(Dataset excerpts)
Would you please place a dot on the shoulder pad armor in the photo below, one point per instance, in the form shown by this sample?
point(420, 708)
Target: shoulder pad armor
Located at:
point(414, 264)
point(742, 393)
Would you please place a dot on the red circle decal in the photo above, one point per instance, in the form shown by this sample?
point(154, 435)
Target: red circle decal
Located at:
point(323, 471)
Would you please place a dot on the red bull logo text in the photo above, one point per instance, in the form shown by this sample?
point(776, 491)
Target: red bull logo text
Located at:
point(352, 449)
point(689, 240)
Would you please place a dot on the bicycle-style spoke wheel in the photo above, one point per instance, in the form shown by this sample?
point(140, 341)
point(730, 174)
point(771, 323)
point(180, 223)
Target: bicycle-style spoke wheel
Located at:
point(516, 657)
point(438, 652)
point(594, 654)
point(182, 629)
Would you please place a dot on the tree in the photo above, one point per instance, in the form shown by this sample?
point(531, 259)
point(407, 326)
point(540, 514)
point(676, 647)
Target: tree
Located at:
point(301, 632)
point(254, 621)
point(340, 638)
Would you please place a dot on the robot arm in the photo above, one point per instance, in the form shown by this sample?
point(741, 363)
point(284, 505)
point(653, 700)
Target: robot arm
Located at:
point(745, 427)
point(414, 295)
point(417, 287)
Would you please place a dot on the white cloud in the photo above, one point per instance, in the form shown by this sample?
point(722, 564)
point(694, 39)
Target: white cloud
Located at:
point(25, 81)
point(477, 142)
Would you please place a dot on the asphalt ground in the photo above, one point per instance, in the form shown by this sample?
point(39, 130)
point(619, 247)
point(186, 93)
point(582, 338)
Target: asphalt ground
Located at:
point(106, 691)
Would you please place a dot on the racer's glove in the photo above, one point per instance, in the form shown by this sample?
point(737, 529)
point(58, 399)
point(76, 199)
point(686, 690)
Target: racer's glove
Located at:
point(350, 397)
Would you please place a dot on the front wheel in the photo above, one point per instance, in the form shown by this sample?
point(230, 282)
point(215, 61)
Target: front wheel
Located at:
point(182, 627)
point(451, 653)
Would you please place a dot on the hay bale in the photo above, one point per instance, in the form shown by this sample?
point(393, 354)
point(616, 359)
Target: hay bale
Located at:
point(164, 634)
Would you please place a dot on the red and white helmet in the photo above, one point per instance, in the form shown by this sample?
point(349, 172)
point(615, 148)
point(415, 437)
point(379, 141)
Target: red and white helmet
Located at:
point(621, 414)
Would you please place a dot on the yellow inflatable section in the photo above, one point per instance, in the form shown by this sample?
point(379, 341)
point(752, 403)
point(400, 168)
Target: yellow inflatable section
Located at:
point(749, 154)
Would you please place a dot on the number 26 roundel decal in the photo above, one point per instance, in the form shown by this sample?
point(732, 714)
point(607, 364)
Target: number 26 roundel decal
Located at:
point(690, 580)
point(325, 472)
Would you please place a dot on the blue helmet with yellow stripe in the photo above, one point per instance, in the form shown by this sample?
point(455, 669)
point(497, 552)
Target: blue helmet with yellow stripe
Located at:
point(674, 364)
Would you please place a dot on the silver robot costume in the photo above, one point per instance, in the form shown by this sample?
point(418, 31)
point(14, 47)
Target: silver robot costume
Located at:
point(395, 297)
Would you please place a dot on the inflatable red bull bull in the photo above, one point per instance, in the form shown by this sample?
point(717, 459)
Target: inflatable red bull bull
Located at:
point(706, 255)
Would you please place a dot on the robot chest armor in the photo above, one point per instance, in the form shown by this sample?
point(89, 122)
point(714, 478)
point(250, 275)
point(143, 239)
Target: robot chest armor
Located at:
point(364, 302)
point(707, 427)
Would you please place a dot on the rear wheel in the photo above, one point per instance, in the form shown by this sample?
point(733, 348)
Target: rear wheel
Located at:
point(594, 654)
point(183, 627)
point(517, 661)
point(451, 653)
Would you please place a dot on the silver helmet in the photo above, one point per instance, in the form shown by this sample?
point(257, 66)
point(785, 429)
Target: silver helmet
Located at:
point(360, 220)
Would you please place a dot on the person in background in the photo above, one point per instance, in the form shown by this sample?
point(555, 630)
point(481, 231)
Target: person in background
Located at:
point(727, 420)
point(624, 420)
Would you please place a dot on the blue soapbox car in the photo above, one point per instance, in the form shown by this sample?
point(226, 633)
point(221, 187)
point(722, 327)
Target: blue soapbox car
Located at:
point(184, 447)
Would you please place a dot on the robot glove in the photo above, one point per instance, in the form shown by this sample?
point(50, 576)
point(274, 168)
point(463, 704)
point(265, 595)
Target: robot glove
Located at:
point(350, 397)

Task item >> Nothing may be dropped or altered; repeat every record in full.

Result for this task >>
Would you please place a dot on the shoulder pad armor in the photo below, one point per instance, in the form shown by this sample?
point(420, 708)
Target: shoulder pad armor
Located at:
point(414, 264)
point(742, 393)
Would you please place a dot on the red circle decal in the photo above, one point per instance, in the form shown by this sample?
point(154, 435)
Target: red circle decal
Located at:
point(323, 471)
Would you please place a dot on the red bull logo text in the photo above, one point per instance, in the form shown by this sample?
point(776, 491)
Target: red bull logo text
Located at:
point(352, 449)
point(689, 240)
Would you please place a dot on the bicycle-style spoke wheel in the photo above, one point per instance, in the form shown by this sample?
point(140, 341)
point(730, 174)
point(771, 323)
point(180, 223)
Target: bicycle-style spoke wheel
Located at:
point(516, 657)
point(438, 652)
point(594, 654)
point(182, 629)
Would you please place a dot on the tree in the photo above, one point per instance, in the form shown by this sample?
point(531, 259)
point(407, 326)
point(540, 514)
point(676, 647)
Target: tree
Located at:
point(301, 632)
point(254, 621)
point(340, 638)
Would you please place a dot on the robot arm in the photo above, one point per instance, in the form shown by this sample?
point(741, 363)
point(284, 505)
point(653, 700)
Target: robot arm
Located at:
point(745, 427)
point(414, 295)
point(417, 287)
Would you please place a dot on the white cloud in the photo above, one point per instance, in the form shown by this sample?
point(722, 564)
point(694, 39)
Target: white cloud
Located at:
point(25, 81)
point(477, 142)
Would you please place a dot on the asphalt ground in the photo above, one point per instance, in the form shown by this sample?
point(39, 130)
point(619, 247)
point(186, 93)
point(582, 338)
Target: asphalt ground
Located at:
point(106, 691)
Would you please place a dot on the racer's glove in the photo above, one point per instance, in the form shown by this sample?
point(737, 529)
point(58, 399)
point(76, 199)
point(686, 690)
Target: racer's glove
Located at:
point(350, 397)
Would you please place a dot on the front wheel in the photo above, one point per instance, in the form shown by this sample?
point(230, 282)
point(215, 61)
Target: front wheel
Located at:
point(182, 627)
point(451, 653)
Would you please place a dot on the hay bale in the photo above, one point per instance, in the form shown by this sample?
point(393, 354)
point(616, 359)
Target: hay bale
Located at:
point(164, 634)
Would you please place a dot on the red and white helmet in the photo above, one point per instance, in the form shown by this sample?
point(349, 172)
point(615, 148)
point(415, 437)
point(379, 141)
Target: red and white helmet
Located at:
point(621, 414)
Would you please place a dot on the yellow inflatable section in the photo above, one point per instance, in the form shown by this sample?
point(379, 341)
point(752, 403)
point(400, 168)
Target: yellow inflatable section
Located at:
point(749, 154)
Would you please place a dot on the number 26 roundel decal in the photo above, one point per instance, in the form shown by this sample?
point(732, 714)
point(607, 364)
Target: number 26 roundel decal
Located at:
point(690, 580)
point(325, 472)
Would you please place a dot on the blue helmet with yellow stripe in the photo above, one point per instance, in the form shown by this sample?
point(455, 669)
point(497, 552)
Target: blue helmet with yellow stripe
Located at:
point(674, 364)
Would you please place a dot on the silver robot costume in the photo above, one point per instance, in the form shown by this sample?
point(418, 31)
point(14, 47)
Target: silver robot costume
Located at:
point(395, 297)
Would you please place a dot on the inflatable red bull bull in the photo above, one point per instance, in the form shown by this sample?
point(717, 459)
Target: inflatable red bull bull
Located at:
point(706, 255)
Would you please place a dot on the robot chest armor in the photo above, one point per instance, in the form shown by this sample?
point(89, 122)
point(714, 478)
point(250, 275)
point(143, 239)
Target: robot chest armor
Located at:
point(364, 302)
point(707, 427)
Would you please place a dot on the rear wheel in the photo above, one point per instance, in the form shown by this sample?
point(733, 348)
Target: rear wheel
Located at:
point(594, 654)
point(183, 627)
point(517, 661)
point(451, 653)
Would you please place a dot on the silver helmet in the photo above, one point per instance, in the form shown by this sample?
point(257, 66)
point(785, 429)
Target: silver helmet
Located at:
point(360, 220)
Would you please place a dot on the person in background in the photo above, one point per instance, in the form shown by this sample?
point(555, 630)
point(481, 231)
Target: person in background
Located at:
point(727, 420)
point(624, 420)
Would you please place a dot on the blue soapbox car in the photo above, one point per instance, in the form shown by this sample?
point(226, 633)
point(221, 187)
point(722, 327)
Target: blue soapbox car
Located at:
point(184, 447)
Would you please place a dot on the robot glove in the photo above, one point per instance, in the form shown by this sample?
point(50, 576)
point(274, 168)
point(463, 704)
point(265, 595)
Target: robot glove
Located at:
point(350, 397)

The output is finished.